(A data block)
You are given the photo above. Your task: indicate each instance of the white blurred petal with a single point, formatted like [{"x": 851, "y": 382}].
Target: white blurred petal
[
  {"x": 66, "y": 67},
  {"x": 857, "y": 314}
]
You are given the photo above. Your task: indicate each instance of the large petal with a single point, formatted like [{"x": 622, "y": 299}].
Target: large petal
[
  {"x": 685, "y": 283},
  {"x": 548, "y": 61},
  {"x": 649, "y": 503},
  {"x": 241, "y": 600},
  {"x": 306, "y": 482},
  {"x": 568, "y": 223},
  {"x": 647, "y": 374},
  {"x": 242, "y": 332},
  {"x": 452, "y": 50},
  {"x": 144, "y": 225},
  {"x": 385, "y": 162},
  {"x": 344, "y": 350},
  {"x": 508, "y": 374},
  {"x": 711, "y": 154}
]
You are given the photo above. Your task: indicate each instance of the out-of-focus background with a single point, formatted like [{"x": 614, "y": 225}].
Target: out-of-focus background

Problem statement:
Reproduce every line of the items above verbatim, preserving their original order.

Full answer:
You are given the photo above. Your task: indicate each instance of the white blurred petal with a single point, formatted like [{"x": 851, "y": 382}].
Target: white blurred petal
[
  {"x": 66, "y": 67},
  {"x": 857, "y": 314}
]
You are given the photo above. Your task: indicate each instance of the large petal with a single point, formatted like [{"x": 622, "y": 299}].
Target: large petal
[
  {"x": 685, "y": 283},
  {"x": 548, "y": 61},
  {"x": 649, "y": 503},
  {"x": 241, "y": 600},
  {"x": 306, "y": 482},
  {"x": 568, "y": 223},
  {"x": 647, "y": 374},
  {"x": 242, "y": 332},
  {"x": 452, "y": 50},
  {"x": 144, "y": 225},
  {"x": 385, "y": 162},
  {"x": 344, "y": 350},
  {"x": 508, "y": 374},
  {"x": 711, "y": 154}
]
You are given the photo above. Your task: indicate each instance of the out-of-focus background with a single point, formatted like [{"x": 614, "y": 225}].
Target: out-of-focus background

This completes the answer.